» 任务列表
**1.** 请根据这篇 Python 正则表达式教程回答以下问题：
(a) 正则表达式在代码中常简写为哪几种形式？
(b) 如果字符串不匹配正则表达式，match 方法返回什么？
(c) 在 Python 中，字符串前面加上哪个字母表示原生字符串？
**2.** 从这篇 Python 正则表达式教程中原样引用一段文字，从“match()：是用来进行正则匹配检查的方法，若字符串匹配正则表达式，则 match 方法返回匹配对象（Match”开始，到“则表达式里转义成一个反斜杠。”结束。

» 原文
★ ★ ★ ★

Python 正则表达式

1. 正则表达式介绍

2. re 模块

3. 匹配单个字符

4. 匹配多个字符

5. 匹配边界

6. 匹配分组

7. re 模块的高级用法

8. 贪婪和非贪婪

9. 修饰符

10. 前/后向断言

1. 正则表达式介绍

正则表达式（英语：Regular Expression，在代码中常简写为 regex、regexp 或 RE），是计算机科学的一个概念，Regular Expression 即“描述某种规则的表达式”之意。

正则表达式使用单个字符串来描述、匹配一系列符合某个句法规则的字符串。

在很多文本编辑器里，正则表达式通常被用来检索、替换那些匹配某个模式的文本。

2. re 模块

在 Python 中需要通过正则表达式对字符串进行匹配的时候，可以使用一个模块，名字为 re。

基本用法

import re

# 使用match方法进行匹配操作
result = re.match(正则表达式, 要匹配的字符串)

# 如果上一步匹配到数据的话，可以使用group方法来提取数据
result.group()

match()：是用来进行正则匹配检查的方法，若字符串匹配正则表达式，则 match 方法返回匹配对象（Match Object），否则返回 None。
group()：匹配对象 Macth Object 具有 group 方法，用来返回字符串的匹配部分。

示例：

1 >>> import re
2 >>> result = re.match("hello", "hello world")  # match() 能够匹配出以xxx开头的字符串
3 >>> result.group()
4 'hello'

原生字符串

Python 中字符串前面加上 r 表示原生字符串。
与大多数编程语言相同，正则表达式里使用"\"作为转义字符，这就可能造成反斜杠困扰。假如你需要匹配文本中的字符"\"，那么使用编程语言表示的正则表达式里将需要4个反斜杠"\"：前两个和后两个分别用于在编程语言里转义成反斜杠，转换成两个反斜杠后再在正则表达式里转义成一个反斜杠。
Python 里的原生字符串很好地解决了这个问题，有了原始字符串，再也不用担心是不是漏写了反斜杠，写出来的表达式也更直观。

示例：

1 >>> import re
2 >>> re.match("\\\\home", "\home").group()
3 '\\home'
4 >>> re.match(r"\\home", "\home").group()
5 '\\home'

原理：

在原生字符串中，反斜杠依然会对引号进行转义。
通过下述的 repr 函数可以清楚地看到，原生字符串中的 \ 是经过自动转义的，因此先还原成 \\，又在输出函数中再次转义成 \ 。

 1 >>> "\w"
 2 '\\w'
 3 >>> r"\w"
 4 '\\w'
 5 >>> "\\w"
 6 '\\w'
 7 >>> r"\\w"
 8 '\\\\w'
 9 >>> print("\w")

★ ★ ★ ★

» 提取资料
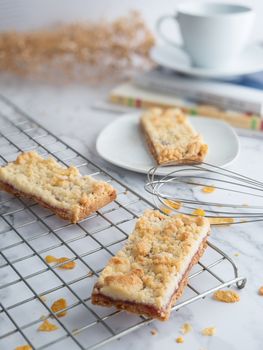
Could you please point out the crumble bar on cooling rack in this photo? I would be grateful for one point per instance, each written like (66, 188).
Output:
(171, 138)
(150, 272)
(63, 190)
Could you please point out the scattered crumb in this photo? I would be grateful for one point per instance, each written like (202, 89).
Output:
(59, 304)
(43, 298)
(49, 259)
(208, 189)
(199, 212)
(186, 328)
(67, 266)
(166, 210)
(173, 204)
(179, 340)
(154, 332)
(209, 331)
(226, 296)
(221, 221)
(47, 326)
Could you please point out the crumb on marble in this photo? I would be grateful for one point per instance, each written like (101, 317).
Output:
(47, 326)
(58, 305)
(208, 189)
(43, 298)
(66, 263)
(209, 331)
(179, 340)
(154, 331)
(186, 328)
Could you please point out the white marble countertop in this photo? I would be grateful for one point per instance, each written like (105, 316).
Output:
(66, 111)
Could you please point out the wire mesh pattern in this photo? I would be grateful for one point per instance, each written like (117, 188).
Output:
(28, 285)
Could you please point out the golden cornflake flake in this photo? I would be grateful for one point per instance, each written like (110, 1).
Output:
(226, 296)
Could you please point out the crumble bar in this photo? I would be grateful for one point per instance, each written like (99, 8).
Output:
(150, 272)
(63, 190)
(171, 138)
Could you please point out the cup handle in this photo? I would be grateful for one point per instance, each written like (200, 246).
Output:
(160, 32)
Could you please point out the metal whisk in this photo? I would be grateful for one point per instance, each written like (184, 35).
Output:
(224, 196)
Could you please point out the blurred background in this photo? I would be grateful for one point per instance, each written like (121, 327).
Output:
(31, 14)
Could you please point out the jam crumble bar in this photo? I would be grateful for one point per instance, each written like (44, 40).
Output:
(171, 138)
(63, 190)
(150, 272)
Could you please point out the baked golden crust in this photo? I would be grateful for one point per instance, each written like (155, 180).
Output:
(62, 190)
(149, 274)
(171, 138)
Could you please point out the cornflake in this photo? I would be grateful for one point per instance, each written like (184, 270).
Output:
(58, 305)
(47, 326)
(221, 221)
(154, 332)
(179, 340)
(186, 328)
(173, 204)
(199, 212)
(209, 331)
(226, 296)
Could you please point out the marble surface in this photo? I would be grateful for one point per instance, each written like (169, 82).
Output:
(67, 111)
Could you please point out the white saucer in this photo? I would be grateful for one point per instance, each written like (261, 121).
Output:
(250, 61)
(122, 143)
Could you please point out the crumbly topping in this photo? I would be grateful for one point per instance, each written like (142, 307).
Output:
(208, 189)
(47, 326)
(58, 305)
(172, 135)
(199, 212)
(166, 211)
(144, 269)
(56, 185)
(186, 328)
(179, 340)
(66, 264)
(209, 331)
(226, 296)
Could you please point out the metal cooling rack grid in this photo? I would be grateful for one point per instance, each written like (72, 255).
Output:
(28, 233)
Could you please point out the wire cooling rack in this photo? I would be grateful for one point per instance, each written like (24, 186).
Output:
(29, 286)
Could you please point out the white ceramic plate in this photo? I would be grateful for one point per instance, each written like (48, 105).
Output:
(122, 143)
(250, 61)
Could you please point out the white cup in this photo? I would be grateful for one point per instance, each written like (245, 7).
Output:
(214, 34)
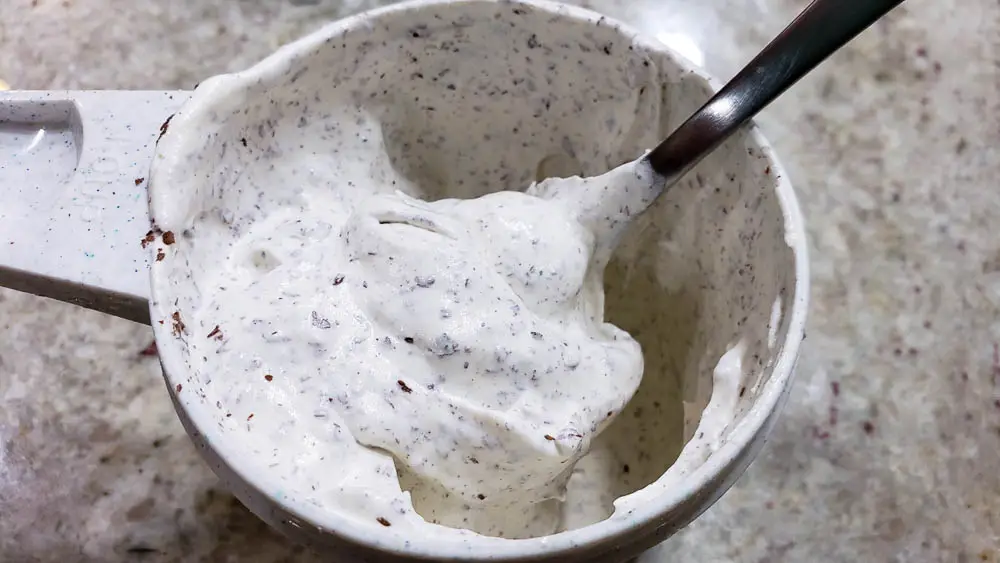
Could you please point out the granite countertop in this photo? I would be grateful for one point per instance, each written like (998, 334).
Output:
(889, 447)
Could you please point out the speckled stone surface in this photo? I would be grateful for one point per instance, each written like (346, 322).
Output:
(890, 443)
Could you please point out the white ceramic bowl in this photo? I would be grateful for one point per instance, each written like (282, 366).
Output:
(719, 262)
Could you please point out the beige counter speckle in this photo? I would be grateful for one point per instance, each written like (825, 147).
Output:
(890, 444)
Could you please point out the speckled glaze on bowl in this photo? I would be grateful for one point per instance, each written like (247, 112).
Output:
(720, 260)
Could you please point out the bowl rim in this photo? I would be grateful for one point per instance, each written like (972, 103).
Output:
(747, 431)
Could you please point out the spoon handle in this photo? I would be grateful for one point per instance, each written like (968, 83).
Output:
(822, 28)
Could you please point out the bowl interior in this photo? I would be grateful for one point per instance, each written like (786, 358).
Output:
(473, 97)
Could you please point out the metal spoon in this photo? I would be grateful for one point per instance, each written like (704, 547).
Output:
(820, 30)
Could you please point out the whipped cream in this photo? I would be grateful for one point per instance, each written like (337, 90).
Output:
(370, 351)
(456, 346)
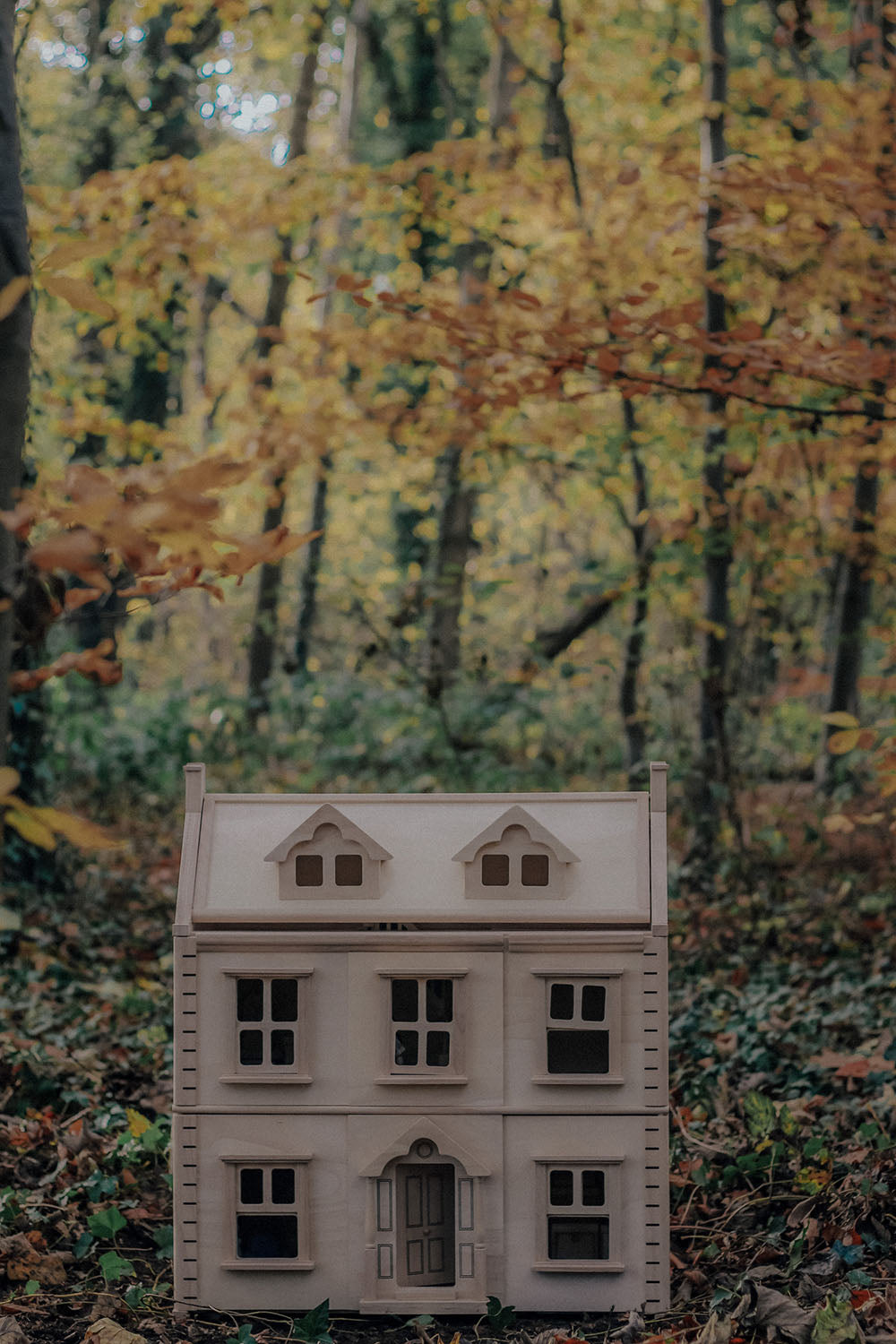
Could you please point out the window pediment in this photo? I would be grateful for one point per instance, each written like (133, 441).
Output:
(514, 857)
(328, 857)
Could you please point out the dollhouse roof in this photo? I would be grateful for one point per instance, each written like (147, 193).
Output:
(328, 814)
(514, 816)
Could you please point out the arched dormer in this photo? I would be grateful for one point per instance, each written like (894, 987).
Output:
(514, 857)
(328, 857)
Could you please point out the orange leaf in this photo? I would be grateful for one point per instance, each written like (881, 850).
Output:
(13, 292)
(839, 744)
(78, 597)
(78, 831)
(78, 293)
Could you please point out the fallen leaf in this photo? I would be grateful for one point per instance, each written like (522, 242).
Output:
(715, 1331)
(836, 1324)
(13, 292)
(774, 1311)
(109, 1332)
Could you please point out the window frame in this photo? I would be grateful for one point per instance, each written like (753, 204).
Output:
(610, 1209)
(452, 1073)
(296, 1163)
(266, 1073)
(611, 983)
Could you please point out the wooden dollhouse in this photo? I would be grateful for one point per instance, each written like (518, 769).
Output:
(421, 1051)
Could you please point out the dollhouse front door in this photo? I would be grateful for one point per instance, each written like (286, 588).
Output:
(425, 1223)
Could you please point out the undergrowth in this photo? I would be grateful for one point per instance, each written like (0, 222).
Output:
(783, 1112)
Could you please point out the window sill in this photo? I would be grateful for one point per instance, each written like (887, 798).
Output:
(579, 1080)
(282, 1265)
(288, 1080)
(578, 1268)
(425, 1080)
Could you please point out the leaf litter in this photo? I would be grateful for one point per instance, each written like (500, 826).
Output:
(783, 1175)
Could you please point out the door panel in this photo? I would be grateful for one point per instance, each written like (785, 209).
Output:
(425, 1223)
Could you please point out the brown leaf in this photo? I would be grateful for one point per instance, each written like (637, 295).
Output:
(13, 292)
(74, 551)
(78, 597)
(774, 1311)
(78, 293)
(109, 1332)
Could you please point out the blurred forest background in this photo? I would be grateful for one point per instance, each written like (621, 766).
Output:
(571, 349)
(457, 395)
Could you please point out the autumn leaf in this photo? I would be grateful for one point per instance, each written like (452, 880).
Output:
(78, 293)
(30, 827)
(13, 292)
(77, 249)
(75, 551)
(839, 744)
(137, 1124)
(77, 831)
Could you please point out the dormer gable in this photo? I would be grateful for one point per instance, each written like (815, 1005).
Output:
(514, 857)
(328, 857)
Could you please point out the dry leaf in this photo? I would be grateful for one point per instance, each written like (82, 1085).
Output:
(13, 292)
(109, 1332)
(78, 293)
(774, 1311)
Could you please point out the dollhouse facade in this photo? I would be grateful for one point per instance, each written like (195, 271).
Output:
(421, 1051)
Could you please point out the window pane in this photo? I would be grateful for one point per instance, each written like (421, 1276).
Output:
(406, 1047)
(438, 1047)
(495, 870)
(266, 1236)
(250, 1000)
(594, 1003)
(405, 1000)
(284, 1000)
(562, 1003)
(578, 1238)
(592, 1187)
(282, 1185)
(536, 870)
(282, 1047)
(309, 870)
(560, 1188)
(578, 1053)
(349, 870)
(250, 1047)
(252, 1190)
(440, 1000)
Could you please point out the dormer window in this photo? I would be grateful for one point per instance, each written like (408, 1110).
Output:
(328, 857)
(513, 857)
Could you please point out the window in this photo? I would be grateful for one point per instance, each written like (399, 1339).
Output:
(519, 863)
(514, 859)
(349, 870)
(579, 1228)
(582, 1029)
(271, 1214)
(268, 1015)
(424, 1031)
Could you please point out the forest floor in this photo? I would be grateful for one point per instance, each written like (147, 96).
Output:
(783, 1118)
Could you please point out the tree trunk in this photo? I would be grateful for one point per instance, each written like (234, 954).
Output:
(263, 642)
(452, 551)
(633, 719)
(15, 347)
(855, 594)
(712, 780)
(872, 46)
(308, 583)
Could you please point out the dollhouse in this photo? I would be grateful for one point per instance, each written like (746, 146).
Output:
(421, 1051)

★ ★ ★ ★

» 书面答案
**1.**
(a) regex、regexp 或 RE
(b) None
(c) r

**2.**
match()：是用来进行正则匹配检查的方法，若字符串匹配正则表达式，则 match 方法返回匹配对象（Match Object），否则返回 None。
group()：匹配对象 Macth Object 具有 group 方法，用来返回字符串的匹配部分。

示例：

1 >>> import re
2 >>> result = re.match("hello", "hello world")  # match() 能够匹配出以xxx开头的字符串
3 >>> result.group()
4 'hello'

原生字符串

Python 中字符串前面加上 r 表示原生字符串。
与大多数编程语言相同，正则表达式里使用"\"作为转义字符，这就可能造成反斜杠困扰。假如你需要匹配文本中的字符"\"，那么使用编程语言表示的正则表达式里将需要4个反斜杠"\"：前两个和后两个分别用于在编程语言里转义成反斜杠，转换成两个反斜杠后再在正则表达式里转义成一个反斜杠。